Lines before the one containing "Please spot the airport" are excluded. Repeat that line and every line after it, exactly.

##### Material to process

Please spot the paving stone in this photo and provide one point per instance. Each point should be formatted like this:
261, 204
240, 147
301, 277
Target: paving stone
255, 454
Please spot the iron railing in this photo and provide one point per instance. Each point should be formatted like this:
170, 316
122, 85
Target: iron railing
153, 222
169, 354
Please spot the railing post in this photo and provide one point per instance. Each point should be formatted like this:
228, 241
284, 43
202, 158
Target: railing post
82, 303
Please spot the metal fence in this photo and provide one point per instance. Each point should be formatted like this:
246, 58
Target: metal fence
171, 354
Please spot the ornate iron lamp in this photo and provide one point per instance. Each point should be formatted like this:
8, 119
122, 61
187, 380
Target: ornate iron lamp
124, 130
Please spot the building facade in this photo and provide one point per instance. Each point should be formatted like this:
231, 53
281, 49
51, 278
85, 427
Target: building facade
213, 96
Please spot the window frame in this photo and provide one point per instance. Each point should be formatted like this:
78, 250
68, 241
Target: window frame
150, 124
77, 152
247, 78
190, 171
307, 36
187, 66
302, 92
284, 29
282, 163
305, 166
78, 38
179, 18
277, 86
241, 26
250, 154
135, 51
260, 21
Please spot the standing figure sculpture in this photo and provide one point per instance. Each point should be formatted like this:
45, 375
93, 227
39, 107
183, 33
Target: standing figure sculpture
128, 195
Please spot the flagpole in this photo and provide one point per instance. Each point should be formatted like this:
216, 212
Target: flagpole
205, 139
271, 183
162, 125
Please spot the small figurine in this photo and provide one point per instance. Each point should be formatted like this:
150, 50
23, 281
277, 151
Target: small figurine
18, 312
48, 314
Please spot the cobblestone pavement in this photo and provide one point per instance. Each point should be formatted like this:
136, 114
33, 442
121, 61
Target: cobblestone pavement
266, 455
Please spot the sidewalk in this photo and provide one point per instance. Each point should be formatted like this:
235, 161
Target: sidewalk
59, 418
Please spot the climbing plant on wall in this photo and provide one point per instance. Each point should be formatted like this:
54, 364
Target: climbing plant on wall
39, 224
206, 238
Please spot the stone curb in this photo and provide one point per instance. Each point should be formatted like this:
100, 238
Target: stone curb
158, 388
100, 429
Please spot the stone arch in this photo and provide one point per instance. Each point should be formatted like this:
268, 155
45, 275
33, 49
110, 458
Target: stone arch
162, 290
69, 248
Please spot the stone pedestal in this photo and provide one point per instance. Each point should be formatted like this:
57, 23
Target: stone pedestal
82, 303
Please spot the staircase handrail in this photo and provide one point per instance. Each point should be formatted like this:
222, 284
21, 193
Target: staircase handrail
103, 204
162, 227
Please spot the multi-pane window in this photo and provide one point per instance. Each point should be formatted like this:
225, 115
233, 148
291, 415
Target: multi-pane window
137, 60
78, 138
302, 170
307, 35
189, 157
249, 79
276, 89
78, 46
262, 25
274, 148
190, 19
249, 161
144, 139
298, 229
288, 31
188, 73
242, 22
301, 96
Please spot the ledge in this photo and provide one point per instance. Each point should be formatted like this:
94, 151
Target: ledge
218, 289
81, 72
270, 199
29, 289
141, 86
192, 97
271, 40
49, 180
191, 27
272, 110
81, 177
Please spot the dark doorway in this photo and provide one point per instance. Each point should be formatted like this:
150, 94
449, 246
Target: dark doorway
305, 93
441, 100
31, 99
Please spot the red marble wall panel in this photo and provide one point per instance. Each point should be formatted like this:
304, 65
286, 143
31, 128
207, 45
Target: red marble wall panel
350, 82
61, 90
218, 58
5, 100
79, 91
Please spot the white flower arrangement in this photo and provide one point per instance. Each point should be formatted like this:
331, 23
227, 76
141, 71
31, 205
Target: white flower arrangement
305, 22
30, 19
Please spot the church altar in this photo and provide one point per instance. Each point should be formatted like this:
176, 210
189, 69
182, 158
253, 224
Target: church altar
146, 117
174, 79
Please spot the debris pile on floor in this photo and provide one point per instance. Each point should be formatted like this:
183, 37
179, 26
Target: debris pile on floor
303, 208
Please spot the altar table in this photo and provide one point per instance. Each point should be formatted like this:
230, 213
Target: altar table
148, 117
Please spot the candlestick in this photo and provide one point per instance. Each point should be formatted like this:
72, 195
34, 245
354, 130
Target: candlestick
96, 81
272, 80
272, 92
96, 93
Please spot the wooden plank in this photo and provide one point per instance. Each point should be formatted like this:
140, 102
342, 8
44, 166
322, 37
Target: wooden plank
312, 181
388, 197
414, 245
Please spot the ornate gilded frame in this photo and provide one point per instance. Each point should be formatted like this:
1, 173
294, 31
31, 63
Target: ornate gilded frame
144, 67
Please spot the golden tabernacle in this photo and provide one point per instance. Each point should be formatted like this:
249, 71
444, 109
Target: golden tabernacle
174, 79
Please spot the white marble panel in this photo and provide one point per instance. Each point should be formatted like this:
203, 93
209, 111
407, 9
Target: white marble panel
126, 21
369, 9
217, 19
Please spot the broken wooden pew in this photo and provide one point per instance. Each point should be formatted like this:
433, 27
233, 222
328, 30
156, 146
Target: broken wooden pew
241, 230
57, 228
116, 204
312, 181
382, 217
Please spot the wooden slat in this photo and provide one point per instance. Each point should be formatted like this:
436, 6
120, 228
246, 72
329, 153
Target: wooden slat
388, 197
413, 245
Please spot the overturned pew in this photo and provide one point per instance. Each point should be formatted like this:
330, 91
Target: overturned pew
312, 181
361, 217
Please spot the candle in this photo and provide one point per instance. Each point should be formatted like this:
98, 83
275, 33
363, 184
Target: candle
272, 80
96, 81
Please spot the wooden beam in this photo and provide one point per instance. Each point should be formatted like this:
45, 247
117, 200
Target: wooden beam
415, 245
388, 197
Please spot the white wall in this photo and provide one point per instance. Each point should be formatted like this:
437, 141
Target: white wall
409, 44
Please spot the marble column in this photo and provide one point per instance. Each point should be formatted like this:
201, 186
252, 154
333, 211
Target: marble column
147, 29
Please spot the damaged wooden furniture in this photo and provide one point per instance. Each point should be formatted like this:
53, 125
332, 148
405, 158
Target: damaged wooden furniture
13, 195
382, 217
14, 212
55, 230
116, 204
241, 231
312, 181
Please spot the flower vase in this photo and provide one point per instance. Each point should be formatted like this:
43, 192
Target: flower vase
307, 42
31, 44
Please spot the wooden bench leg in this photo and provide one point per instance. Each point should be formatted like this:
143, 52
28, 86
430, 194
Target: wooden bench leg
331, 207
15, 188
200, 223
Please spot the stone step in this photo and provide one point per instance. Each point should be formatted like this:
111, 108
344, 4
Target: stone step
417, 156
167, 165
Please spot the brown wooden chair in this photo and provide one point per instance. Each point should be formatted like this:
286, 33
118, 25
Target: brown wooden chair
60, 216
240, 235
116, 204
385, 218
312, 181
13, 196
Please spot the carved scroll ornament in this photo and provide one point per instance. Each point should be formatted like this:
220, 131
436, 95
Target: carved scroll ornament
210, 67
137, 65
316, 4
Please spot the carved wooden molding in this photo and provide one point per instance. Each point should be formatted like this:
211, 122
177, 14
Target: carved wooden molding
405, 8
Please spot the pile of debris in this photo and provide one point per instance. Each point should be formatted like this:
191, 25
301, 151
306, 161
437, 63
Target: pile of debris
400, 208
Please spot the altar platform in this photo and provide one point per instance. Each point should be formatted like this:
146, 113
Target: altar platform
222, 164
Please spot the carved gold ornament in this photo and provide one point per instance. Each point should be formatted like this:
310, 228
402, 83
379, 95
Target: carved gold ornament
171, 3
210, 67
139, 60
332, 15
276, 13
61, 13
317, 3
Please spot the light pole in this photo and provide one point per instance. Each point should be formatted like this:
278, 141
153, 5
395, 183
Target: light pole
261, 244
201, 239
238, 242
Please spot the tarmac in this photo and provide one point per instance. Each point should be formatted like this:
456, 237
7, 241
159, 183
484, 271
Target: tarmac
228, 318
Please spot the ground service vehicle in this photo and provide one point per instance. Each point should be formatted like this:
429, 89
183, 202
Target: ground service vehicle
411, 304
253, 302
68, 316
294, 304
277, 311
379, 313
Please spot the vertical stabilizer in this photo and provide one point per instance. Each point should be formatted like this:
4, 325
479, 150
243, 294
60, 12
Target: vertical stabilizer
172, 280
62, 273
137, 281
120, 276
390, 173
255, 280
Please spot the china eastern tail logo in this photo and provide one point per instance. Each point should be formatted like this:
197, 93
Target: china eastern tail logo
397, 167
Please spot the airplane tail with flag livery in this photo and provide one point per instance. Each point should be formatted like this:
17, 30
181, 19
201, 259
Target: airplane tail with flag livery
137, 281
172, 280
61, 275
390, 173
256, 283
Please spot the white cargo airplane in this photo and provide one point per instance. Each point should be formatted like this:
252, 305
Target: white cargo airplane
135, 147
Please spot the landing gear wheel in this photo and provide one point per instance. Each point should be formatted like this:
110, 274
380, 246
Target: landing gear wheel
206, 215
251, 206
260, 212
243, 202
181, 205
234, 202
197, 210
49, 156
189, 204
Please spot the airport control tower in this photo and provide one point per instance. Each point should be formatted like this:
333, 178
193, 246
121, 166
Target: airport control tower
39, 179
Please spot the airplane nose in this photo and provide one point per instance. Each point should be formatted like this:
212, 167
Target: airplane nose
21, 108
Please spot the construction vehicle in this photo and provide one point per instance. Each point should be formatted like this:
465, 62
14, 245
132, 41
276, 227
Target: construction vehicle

##########

• [Exercise response]
Please spot the airport control tower in this photo and provide one point per instance. Each point should be formatted like this:
333, 178
193, 246
121, 166
Target: airport control tower
39, 179
Please spot the airplane nose in this photo and provide one point per instance. Each point should be formatted like this:
212, 167
Target: airplane nose
21, 108
Please spot the construction vehicle in this photo and provide one point per instance. Each point should be formatted like this:
465, 62
14, 245
132, 41
276, 227
Target: construction vehicle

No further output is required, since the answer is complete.